### Extrahierte Daten ###

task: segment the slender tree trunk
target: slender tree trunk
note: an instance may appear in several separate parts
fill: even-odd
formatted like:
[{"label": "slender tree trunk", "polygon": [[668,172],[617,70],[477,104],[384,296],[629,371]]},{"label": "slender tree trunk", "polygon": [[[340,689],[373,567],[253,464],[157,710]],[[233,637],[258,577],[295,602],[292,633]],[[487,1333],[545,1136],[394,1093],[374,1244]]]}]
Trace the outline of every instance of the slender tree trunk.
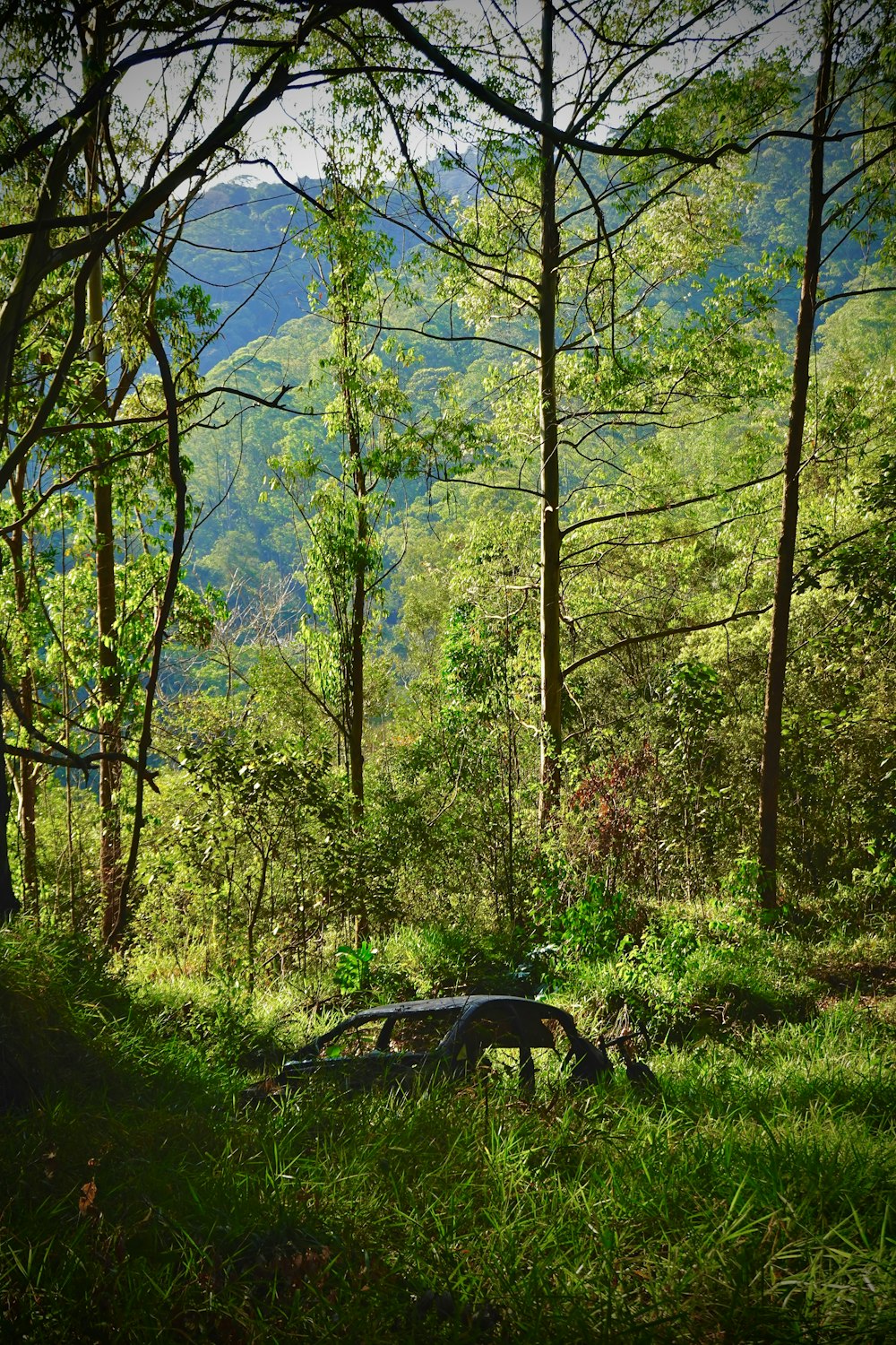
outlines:
[{"label": "slender tree trunk", "polygon": [[357,502],[357,531],[355,577],[352,592],[352,621],[349,627],[349,705],[348,705],[348,781],[352,792],[353,820],[364,815],[364,611],[367,604],[367,479],[360,465],[357,430],[349,432],[355,468],[355,499]]},{"label": "slender tree trunk", "polygon": [[539,823],[560,802],[560,463],[557,453],[556,312],[560,231],[556,221],[553,128],[553,0],[541,15],[541,258],[539,274],[539,437],[541,467],[541,791]]},{"label": "slender tree trunk", "polygon": [[787,638],[794,588],[794,554],[799,518],[799,472],[809,401],[810,360],[815,330],[815,301],[821,268],[825,204],[825,137],[830,125],[829,97],[834,48],[834,0],[822,11],[822,51],[815,79],[813,140],[809,160],[809,218],[802,292],[797,319],[797,342],[791,382],[787,445],[785,449],[785,494],[775,569],[775,596],[771,613],[766,707],[759,780],[759,894],[766,911],[778,905],[778,798],[780,792],[780,745],[787,672]]},{"label": "slender tree trunk", "polygon": [[[361,456],[361,426],[355,401],[355,389],[349,366],[352,360],[351,350],[351,323],[352,323],[352,295],[348,288],[340,295],[340,321],[343,359],[339,374],[340,394],[343,398],[345,424],[348,430],[348,455],[352,471],[352,490],[355,494],[356,525],[355,525],[355,561],[352,574],[352,615],[348,624],[348,686],[345,694],[345,756],[348,759],[348,787],[352,796],[352,830],[360,834],[364,823],[364,627],[367,617],[367,472]],[[369,916],[367,911],[367,884],[360,869],[355,876],[355,900],[357,905],[357,919],[355,924],[355,940],[357,944],[369,937]]]},{"label": "slender tree trunk", "polygon": [[[0,644],[0,686],[3,685],[4,656]],[[12,886],[9,869],[9,784],[7,780],[5,728],[3,724],[3,694],[0,693],[0,925],[21,911],[21,902]]]},{"label": "slender tree trunk", "polygon": [[[87,86],[106,61],[103,5],[97,5],[83,35],[85,85]],[[99,144],[105,105],[97,108],[86,145],[86,208],[99,206]],[[109,410],[106,348],[103,340],[102,257],[87,277],[87,321],[90,348],[87,358],[97,369],[94,405],[98,418]],[[99,736],[99,892],[102,901],[102,937],[116,944],[124,924],[121,909],[121,677],[118,668],[118,632],[116,625],[116,534],[113,521],[111,468],[107,463],[107,440],[102,429],[94,440],[94,541],[97,549],[97,695]]]},{"label": "slender tree trunk", "polygon": [[[19,518],[24,510],[26,463],[20,463],[11,482],[12,500]],[[16,612],[24,621],[28,608],[28,580],[24,558],[24,529],[17,523],[9,535],[9,554],[16,592]],[[26,656],[31,650],[26,647]],[[28,724],[34,722],[34,675],[26,668],[19,679],[19,703]],[[38,768],[35,763],[20,759],[17,769],[19,826],[21,829],[21,896],[26,911],[40,917],[38,889]]]}]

###

→ **Deine Aufgabe**
Führe alle Zeilen der Einträge auf, in denen das Wort „instance“ vorkommt.

→ **Schriftliche Antwort**
note: an instance may appear in several separate parts
Trace the outline of every instance of the slender tree trunk.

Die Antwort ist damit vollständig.